* BEGIN Data extract *
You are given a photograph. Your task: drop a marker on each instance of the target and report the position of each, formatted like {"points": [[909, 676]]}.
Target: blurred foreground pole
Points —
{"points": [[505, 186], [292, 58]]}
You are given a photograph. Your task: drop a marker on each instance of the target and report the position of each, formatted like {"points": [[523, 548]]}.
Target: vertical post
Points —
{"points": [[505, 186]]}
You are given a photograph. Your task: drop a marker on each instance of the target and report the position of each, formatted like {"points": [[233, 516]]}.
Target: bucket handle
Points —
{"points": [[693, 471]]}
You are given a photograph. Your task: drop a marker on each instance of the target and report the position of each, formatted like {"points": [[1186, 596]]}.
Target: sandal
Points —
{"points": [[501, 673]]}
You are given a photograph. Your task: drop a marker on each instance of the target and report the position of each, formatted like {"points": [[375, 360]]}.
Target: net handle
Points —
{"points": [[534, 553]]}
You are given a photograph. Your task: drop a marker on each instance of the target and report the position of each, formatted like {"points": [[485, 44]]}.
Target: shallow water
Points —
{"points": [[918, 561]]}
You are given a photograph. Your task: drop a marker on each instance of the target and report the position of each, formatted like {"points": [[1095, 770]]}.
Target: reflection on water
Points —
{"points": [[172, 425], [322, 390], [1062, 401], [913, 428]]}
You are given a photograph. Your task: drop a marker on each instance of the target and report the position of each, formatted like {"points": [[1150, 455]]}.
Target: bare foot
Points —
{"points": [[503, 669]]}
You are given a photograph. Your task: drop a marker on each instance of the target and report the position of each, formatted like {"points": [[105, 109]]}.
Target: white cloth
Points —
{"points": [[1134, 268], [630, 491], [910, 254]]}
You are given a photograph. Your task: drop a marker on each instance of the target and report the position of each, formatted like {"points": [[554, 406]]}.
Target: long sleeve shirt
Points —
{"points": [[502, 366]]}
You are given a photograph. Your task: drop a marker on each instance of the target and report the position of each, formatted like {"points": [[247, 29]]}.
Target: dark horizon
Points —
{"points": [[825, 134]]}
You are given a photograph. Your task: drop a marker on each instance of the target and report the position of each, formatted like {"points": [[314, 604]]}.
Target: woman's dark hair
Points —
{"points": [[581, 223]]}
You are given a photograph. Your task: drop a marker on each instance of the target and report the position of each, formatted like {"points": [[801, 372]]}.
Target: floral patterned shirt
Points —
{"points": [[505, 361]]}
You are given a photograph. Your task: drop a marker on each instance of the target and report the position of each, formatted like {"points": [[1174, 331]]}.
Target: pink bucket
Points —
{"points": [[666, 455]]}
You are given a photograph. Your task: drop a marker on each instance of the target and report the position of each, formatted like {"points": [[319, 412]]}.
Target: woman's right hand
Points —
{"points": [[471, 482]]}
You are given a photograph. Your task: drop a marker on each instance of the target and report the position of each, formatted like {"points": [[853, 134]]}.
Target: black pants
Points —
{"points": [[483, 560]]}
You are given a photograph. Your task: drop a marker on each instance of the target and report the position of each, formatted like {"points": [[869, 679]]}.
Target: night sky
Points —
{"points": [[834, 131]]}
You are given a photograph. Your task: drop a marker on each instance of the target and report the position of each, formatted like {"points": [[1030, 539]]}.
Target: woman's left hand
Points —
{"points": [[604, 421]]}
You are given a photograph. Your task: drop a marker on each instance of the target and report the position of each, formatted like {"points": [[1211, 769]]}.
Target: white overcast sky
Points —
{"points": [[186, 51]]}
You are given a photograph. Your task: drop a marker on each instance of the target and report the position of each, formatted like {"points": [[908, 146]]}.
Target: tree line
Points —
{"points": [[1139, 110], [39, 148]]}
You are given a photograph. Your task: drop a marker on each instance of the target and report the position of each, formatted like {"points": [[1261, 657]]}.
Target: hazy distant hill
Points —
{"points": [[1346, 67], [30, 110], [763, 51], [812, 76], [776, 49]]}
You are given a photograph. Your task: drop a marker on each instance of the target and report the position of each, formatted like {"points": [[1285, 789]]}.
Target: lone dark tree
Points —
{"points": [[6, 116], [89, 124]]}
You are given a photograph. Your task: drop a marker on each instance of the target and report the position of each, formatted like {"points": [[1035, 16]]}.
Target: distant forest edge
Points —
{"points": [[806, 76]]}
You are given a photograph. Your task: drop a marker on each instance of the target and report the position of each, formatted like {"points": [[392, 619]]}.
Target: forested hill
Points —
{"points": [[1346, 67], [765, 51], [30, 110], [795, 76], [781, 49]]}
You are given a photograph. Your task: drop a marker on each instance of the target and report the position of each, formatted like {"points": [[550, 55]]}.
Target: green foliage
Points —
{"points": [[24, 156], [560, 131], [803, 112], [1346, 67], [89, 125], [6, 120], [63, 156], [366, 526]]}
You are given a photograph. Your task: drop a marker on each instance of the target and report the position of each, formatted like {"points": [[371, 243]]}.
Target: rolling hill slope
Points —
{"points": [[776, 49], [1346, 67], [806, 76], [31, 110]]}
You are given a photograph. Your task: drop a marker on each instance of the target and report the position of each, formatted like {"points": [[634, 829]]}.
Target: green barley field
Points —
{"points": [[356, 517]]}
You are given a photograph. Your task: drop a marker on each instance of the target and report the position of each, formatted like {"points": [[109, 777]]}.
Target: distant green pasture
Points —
* END Data extract *
Problem - Give back all the data exactly as written.

Worked answer -
You are given a photograph. Your task: drop a marker on each instance of the target and report the position of each, formatted like {"points": [[909, 676]]}.
Target: blurred foreground pole
Points —
{"points": [[505, 186], [292, 58]]}
You are given a photograph. Your task: drop a marker on each instance of the target and report the position of each, formatted like {"points": [[523, 548]]}.
Target: vertical post
Points —
{"points": [[505, 186]]}
You are given a photograph. Your task: drop a marker on each instance of the target and report the position of each, formatted like {"points": [[233, 516]]}.
Target: bucket handle
Points —
{"points": [[693, 471]]}
You are given a photograph. Your task: drop a marker on each instance of the target and report the position of each, formatted like {"points": [[1186, 596]]}.
Target: sandal
Points —
{"points": [[501, 673]]}
You are given a photograph. Your task: drop a marker on each instance of the target and report the position of each, formatted like {"points": [[375, 360]]}.
Target: net handle
Points —
{"points": [[534, 553]]}
You are given a photograph. Your task: drop a marker on each instance of the target and report the position of each, formatted like {"points": [[485, 44]]}.
Target: shallow water
Points —
{"points": [[918, 561]]}
You are given a photograph. Your task: drop a marker on each instance of the target and report the position of each, formatted like {"points": [[1095, 770]]}.
Target: reflection on water
Points —
{"points": [[172, 425], [322, 390], [1062, 401], [913, 428]]}
You are given a photograph. Your task: drop a marker on each instance of the target and report the position of each, formatted like {"points": [[1150, 455]]}.
Target: bare foot
Points —
{"points": [[503, 669]]}
You are given a photograph. Your task: drop a marker on each instance of the target and report the position of each, formatted like {"points": [[105, 109]]}.
Target: white cloth
Points —
{"points": [[1134, 268], [630, 491], [910, 254]]}
You are given a photograph. Your task: drop a marker on each instance of the target and report the position of each, formatted like {"points": [[554, 406]]}.
Target: long sleeve shirt
Points —
{"points": [[502, 366]]}
You are given a photograph. Your task: drop a marker on each instance of the target and report the position of each, formatted like {"points": [[247, 29]]}.
Target: dark horizon
Points —
{"points": [[825, 134]]}
You are given a photograph. Your task: drop a marker on each instance of the target and report the position of each, formatted like {"points": [[314, 604]]}.
Target: woman's dark hair
Points —
{"points": [[581, 223]]}
You are given a photograph. Your task: drop a marker on each instance of the target and report the position of each, formatted like {"points": [[801, 372]]}.
Target: floral patterned shirt
Points —
{"points": [[505, 361]]}
You are given a photograph. Your task: drop a marker on each instance of the target and report the position of each, formatted like {"points": [[1174, 331]]}.
Target: pink bucket
Points —
{"points": [[666, 455]]}
You are given a photograph. Your task: drop a marker on each instance of the target and report the position of each, formatted like {"points": [[319, 412]]}.
Target: woman's right hand
Points —
{"points": [[471, 482]]}
You are given a photograph. Your task: drop a marker on each instance of the target and report the position of each, formatted like {"points": [[853, 134]]}.
Target: black pants
Points —
{"points": [[483, 560]]}
You are given a photograph. Your task: drop a marker on each instance of the target and report the position of each, formatted like {"points": [[869, 679]]}.
Target: night sky
Points —
{"points": [[834, 131]]}
You are given a photograph. Your task: drop a marker on each instance of the target and report the position of each, formatted like {"points": [[1030, 539]]}.
Target: woman's left hand
Points —
{"points": [[604, 421]]}
You are given a photograph. Your task: drop a marker on each instance of the target and report the position of each, formatted like {"points": [[1211, 769]]}.
Target: white overcast sky
Points —
{"points": [[186, 51]]}
You are given a photograph. Your task: drop a marker on each instance of the target and report the position of each, formatted like {"points": [[908, 146]]}.
Target: tree line
Points —
{"points": [[1139, 110], [39, 148]]}
You are given a photograph. Your task: drop a marker on each instance of the target and report the position of each, formatted like {"points": [[1261, 657]]}.
Target: hazy distant hill
Points —
{"points": [[1346, 67], [30, 110], [763, 51], [812, 76], [776, 49]]}
You are given a photograph. Your task: drop a marker on each instance of the target and report the position of each, formatted like {"points": [[1285, 789]]}.
Target: lone dark tree
Points —
{"points": [[6, 116], [89, 124]]}
You are given a photograph. Your task: drop a marker on each instance of the target and report the position of each, formatted like {"points": [[1035, 16]]}.
Target: distant forest edge
Points —
{"points": [[806, 76]]}
You are given a photograph. Your task: drop a marker on each instance of the target and report the position of each, formatted like {"points": [[392, 619]]}.
Target: forested hill
Points —
{"points": [[1346, 67], [765, 51], [30, 110], [795, 76], [781, 49]]}
You are given a photograph. Your task: drop a marker on each instance of the target and report the position of each, formatted like {"points": [[550, 55]]}.
Target: green foliage
Points —
{"points": [[24, 156], [560, 131], [803, 112], [1346, 67], [89, 125], [6, 120], [63, 156], [366, 526]]}
You are given a photograph. Your task: drop a marker on each instance of the target and report the position of each, formatted like {"points": [[371, 243]]}.
Target: rolling hill slope
Points —
{"points": [[776, 49], [1346, 67], [806, 76], [31, 110]]}
You are given a photograph. Your task: drop a marker on each instance of the target and report the position of each, formatted like {"points": [[634, 829]]}.
Target: green barley field
Points —
{"points": [[356, 517]]}
You are given a photograph. Your task: drop a marker on each instance of the target and report the position of each, formatted like {"points": [[109, 777]]}.
Target: distant green pasture
Points —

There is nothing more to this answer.